Written task: What follows is a listing. Return every line of it exactly.

[Entries from a point annotation set]
* * * * * * *

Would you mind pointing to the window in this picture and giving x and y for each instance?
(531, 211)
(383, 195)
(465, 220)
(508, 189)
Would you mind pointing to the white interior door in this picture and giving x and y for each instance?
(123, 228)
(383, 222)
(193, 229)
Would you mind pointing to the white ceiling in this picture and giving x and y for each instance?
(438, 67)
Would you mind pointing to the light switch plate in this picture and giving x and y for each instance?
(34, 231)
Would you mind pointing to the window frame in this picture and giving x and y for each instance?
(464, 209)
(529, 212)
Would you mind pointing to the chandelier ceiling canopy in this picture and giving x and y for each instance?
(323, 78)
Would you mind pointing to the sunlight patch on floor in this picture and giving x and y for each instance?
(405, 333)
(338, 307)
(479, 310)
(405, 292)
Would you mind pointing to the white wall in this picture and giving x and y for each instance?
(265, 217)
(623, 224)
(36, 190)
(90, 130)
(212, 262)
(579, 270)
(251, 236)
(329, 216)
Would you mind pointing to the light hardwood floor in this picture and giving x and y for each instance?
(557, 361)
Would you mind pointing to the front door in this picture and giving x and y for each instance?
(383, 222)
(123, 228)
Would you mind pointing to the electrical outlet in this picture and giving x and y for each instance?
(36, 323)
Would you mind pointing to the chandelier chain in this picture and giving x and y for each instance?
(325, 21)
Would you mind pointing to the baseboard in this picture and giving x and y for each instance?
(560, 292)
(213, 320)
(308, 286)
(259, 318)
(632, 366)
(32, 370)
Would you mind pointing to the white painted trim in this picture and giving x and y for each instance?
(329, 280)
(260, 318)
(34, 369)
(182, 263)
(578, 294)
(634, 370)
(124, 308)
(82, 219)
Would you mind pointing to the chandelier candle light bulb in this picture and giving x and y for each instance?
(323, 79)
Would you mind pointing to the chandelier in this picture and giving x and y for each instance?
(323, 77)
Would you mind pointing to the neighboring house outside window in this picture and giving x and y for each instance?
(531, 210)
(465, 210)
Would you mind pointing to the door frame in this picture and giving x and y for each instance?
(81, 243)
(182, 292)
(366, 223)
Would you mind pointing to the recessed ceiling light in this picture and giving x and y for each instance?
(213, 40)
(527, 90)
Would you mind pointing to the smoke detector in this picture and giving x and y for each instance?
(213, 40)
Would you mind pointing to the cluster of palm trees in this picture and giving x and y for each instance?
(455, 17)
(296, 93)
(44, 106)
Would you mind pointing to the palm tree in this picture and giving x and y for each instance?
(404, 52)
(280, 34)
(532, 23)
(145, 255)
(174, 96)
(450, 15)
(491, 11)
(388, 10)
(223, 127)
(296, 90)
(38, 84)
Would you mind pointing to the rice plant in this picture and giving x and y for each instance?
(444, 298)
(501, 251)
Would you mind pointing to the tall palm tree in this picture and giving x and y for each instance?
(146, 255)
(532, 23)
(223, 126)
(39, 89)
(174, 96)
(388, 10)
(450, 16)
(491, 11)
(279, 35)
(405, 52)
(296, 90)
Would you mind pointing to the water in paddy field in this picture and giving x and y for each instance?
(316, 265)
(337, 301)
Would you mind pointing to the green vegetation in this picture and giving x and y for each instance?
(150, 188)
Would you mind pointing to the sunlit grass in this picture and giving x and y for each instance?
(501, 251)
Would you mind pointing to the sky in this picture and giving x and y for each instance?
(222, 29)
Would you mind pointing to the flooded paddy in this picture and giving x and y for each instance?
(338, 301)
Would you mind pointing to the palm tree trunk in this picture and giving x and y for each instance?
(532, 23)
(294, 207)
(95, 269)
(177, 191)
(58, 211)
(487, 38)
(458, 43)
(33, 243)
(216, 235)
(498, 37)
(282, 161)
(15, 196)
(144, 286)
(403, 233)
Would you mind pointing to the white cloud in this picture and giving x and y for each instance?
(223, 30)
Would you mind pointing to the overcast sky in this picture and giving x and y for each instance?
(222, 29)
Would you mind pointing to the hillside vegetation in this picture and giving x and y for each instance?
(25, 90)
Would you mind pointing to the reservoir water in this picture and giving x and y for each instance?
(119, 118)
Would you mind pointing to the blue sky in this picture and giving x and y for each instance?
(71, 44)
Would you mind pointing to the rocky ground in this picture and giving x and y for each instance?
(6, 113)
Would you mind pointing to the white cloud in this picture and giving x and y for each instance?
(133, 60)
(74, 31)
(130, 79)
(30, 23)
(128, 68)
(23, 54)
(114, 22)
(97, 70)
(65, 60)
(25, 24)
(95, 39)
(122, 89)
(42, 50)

* * * * * * *

Result of the task:
Would you mind pointing to the window in this picture and giving x and y for each instance?
(531, 211)
(383, 195)
(465, 220)
(508, 189)
Would you mind pointing to the white interior door in this picture and giving x and y for each instance?
(123, 228)
(383, 222)
(193, 229)
Would you mind pointing to the white ceiling in this picture and giving x and y for each instance?
(438, 67)
Would you mind pointing to the light switch plate in this picture and giving x and y for each instance?
(34, 231)
Would you mind pointing to the window frame in this picture and giving x and y for each instance?
(464, 209)
(529, 212)
Would you mind pointing to the chandelier ceiling canopy in this picture and giving x and y for each instance?
(323, 78)
Would you mind pointing to the sunlight patch on floor in this picture and giving x and y for each instance?
(405, 333)
(338, 307)
(479, 310)
(405, 292)
Would you mind pointing to the white wall in this picture and giving x and y for each instance?
(265, 217)
(623, 224)
(36, 190)
(90, 130)
(212, 262)
(579, 270)
(251, 236)
(329, 216)
Would you mind pointing to the light hardwood floor in this picture and giving x and y for each instance?
(557, 361)
Would you mind pointing to the front door in this picture and giving x and y for each instance?
(383, 222)
(123, 228)
Would you mind pointing to the electrical outlet in this picture and giving x and y for each instance?
(36, 323)
Would you mind pointing to the chandelier chain in this picture and giving x and y for each instance?
(325, 21)
Would you mind pointing to the baseboard in this picture and giving x and y for each instance?
(560, 292)
(213, 320)
(308, 286)
(259, 318)
(632, 366)
(32, 370)
Would you mind pointing to the white painted trim in this picture and giving x and y for each instance?
(329, 280)
(260, 318)
(34, 369)
(182, 263)
(578, 294)
(634, 370)
(124, 308)
(82, 219)
Would you mind pointing to the chandelier candle light bulb in this picture and giving x and y for each instance?
(323, 79)
Would you mind pointing to the chandelier in this picture and giving x and y for each instance?
(323, 77)
Would you mind pointing to the neighboring house outside window in this picture and giving x and y for each instance?
(531, 210)
(465, 210)
Would you mind pointing to the door frame in this picture and giving x and y for each instance?
(81, 243)
(182, 292)
(366, 223)
Would you mind pointing to the recessed ceiling light in this picture and giving x and y for each instance?
(213, 40)
(527, 90)
Would you mind pointing to the smoke detector in this picture and giving x and y for each instance?
(213, 40)
Would you mind pointing to the cluster of palm trees in this picture and giving x and y for each instance?
(455, 17)
(296, 93)
(44, 106)
Would you mind pointing to the palm tree in this picture and giving x and y for each instance?
(404, 52)
(280, 34)
(532, 23)
(145, 255)
(174, 96)
(450, 15)
(491, 11)
(388, 10)
(223, 127)
(296, 90)
(38, 84)
Would you mind pointing to the rice plant in this picture and giving x and y for each instance?
(444, 298)
(501, 251)
Would you mind pointing to the tall palm tree in this picture and giving x and y for each instance?
(146, 255)
(532, 23)
(223, 126)
(39, 89)
(174, 96)
(388, 10)
(450, 16)
(491, 11)
(279, 35)
(405, 52)
(296, 90)
Would you mind pointing to the water in paddy field in this picture and giving x and y for each instance?
(316, 265)
(337, 301)
Would you mind pointing to the green vegetation in this picture and giving x and y for each instance?
(150, 188)
Would you mind pointing to the sunlit grass in this picture and giving x and y for each instance?
(501, 251)
Would you mind pointing to the sky in this picture and giving x and y for each instance?
(222, 29)
Would you mind pointing to the flooded paddy in this picture and giving x and y for each instance?
(338, 301)
Would you mind pointing to the palm tree trunk in this picture and giving x and y for each instance?
(532, 23)
(294, 207)
(95, 269)
(177, 191)
(58, 211)
(487, 38)
(458, 43)
(33, 243)
(216, 235)
(498, 37)
(282, 161)
(15, 196)
(144, 286)
(403, 233)
Would you mind pointing to the white cloud in this picture and giving x and y for each instance?
(223, 30)
Would you mind pointing to the overcast sky in this picture and giving x and y for each instance?
(222, 29)
Would you mind pointing to the hillside vegetation in this picture and giving x and y for each instance?
(25, 90)
Would you mind pointing to the reservoir water in this picture and giving x and y for each instance?
(119, 118)
Would you mind pointing to the blue sky in this picture and giving x and y for each instance?
(71, 44)
Would you mind pointing to the rocky ground in this picture and giving x and y for each instance?
(6, 113)
Would you mind pointing to the white cloud in this picture and giving x and y for each instance?
(133, 60)
(74, 31)
(130, 79)
(30, 23)
(128, 68)
(23, 54)
(114, 22)
(97, 70)
(65, 60)
(25, 24)
(95, 39)
(122, 89)
(42, 50)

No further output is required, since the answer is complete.